## What is needed
Find every line in the records below that holds the word "return" and copy it.

........

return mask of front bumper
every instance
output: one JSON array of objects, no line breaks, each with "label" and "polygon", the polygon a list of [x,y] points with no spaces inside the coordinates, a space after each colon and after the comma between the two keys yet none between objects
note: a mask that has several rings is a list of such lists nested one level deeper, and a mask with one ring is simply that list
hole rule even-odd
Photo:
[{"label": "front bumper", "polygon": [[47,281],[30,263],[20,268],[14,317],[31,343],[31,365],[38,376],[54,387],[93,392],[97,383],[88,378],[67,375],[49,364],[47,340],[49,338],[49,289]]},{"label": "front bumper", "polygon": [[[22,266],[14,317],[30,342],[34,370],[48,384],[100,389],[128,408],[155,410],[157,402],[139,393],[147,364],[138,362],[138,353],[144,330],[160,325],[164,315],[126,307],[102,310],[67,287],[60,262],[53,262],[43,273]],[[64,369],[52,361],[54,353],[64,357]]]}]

........

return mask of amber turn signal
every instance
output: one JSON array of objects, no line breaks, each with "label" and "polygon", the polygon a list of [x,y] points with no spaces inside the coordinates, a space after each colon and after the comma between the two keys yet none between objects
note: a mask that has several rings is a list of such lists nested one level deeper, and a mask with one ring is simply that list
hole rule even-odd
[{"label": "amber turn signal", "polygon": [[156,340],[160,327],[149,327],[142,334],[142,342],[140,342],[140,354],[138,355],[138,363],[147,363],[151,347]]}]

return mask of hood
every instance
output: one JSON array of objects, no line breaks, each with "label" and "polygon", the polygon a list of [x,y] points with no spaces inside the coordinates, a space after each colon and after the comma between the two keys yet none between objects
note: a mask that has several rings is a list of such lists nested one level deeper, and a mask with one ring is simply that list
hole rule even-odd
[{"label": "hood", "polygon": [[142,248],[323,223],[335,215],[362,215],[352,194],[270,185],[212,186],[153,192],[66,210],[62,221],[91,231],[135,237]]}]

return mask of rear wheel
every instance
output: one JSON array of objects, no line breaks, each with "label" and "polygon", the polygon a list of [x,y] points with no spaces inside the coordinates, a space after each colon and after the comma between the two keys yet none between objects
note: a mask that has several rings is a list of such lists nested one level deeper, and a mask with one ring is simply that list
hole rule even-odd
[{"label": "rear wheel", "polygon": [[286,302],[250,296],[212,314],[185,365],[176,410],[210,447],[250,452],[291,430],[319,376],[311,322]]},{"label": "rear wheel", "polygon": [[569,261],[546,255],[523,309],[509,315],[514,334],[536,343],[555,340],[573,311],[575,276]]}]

........

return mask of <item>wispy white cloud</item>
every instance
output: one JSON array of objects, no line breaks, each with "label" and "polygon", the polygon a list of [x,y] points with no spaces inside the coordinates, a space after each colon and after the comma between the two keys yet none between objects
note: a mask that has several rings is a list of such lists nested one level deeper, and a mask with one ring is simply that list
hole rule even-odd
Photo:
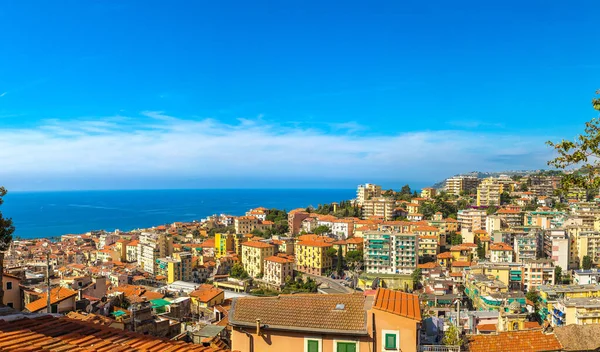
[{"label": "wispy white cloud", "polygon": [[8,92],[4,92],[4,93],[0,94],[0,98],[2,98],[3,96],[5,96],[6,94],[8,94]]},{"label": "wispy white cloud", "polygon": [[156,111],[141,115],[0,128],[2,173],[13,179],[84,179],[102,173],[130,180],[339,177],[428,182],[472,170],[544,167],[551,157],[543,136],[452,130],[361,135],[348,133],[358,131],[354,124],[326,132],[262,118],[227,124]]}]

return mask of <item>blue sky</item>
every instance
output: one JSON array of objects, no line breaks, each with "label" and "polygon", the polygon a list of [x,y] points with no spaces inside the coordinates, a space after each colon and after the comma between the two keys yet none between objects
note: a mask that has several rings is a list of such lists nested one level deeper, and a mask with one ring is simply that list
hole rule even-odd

........

## Answer below
return mask of front bumper
return mask of amber turn signal
return mask of hood
return mask of rear wheel
return mask of <item>wispy white cloud</item>
return mask of <item>blue sky</item>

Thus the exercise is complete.